● **The task**
Rewrite all of the items below, putting "Object" wherever "Target" occurs and leaving every other word unchanged.

● **Provided records**
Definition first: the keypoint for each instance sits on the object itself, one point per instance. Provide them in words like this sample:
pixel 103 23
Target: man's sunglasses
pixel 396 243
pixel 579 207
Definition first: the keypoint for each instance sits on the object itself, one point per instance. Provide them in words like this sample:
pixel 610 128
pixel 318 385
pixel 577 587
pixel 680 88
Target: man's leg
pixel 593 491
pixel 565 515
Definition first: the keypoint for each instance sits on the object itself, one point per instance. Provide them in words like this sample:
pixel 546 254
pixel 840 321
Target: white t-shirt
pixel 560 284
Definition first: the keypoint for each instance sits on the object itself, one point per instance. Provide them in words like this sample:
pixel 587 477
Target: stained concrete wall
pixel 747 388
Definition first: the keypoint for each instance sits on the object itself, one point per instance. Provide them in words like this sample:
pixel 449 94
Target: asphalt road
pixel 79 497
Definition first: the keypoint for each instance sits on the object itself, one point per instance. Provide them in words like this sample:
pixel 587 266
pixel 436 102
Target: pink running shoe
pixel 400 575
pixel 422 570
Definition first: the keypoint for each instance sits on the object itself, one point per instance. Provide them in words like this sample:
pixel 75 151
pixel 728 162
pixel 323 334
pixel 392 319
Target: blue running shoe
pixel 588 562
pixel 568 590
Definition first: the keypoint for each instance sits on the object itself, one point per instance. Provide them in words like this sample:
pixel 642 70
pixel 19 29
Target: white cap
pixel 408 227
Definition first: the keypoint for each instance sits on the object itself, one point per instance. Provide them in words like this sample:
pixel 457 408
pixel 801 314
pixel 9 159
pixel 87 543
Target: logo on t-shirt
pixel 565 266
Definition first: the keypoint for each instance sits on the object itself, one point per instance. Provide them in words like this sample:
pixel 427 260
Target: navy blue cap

● **Task response**
Definition first: the keypoint for each instance sits on the object itself, one point per instance. Provide them in words like this sample:
pixel 103 23
Object: man's sunglasses
pixel 396 243
pixel 579 207
Definition first: the keypoint for each instance sits on the object itself, one point per instance. Provide them in words like this sample:
pixel 610 128
pixel 318 385
pixel 577 587
pixel 680 88
Object: man's leg
pixel 593 491
pixel 565 515
Definition first: the keypoint for each instance sits on the object itself, one point per instance. Provide them in words like this sample:
pixel 546 254
pixel 840 321
Object: white t-shirt
pixel 560 284
Definition first: the keypoint for each instance sits on the object itself, one point per instance. Provide them in words like this sample:
pixel 587 477
Object: stained concrete wall
pixel 747 388
Definition first: the keypoint for each instance sits on the object itself, one point per instance. Provide them in words like this sample:
pixel 449 94
Object: asphalt road
pixel 79 497
Definition first: the keypoint for each instance sits on the object itself, one point per instance. Provide them in words like this sample:
pixel 587 266
pixel 436 102
Object: pink running shoe
pixel 400 575
pixel 422 570
Definition first: the keypoint for each instance sits on the object itself, one point per instance. Provide them in words like this sample:
pixel 75 151
pixel 728 162
pixel 323 334
pixel 392 319
Object: blue running shoe
pixel 588 562
pixel 568 590
Definition first: the keypoint for each instance sits on the object itself, one point per instance. Provide them in words like this sample:
pixel 642 70
pixel 19 29
Object: white cap
pixel 408 227
Definition first: the keypoint for each instance sits on the object itself, one point per instance. Provide them in words like this sample:
pixel 457 408
pixel 801 314
pixel 9 159
pixel 87 543
Object: logo on t-shirt
pixel 565 266
Definition first: the keypoint for each instance sits on the object itself, one point per instance. Provide them in words like this sample:
pixel 427 260
Object: navy blue cap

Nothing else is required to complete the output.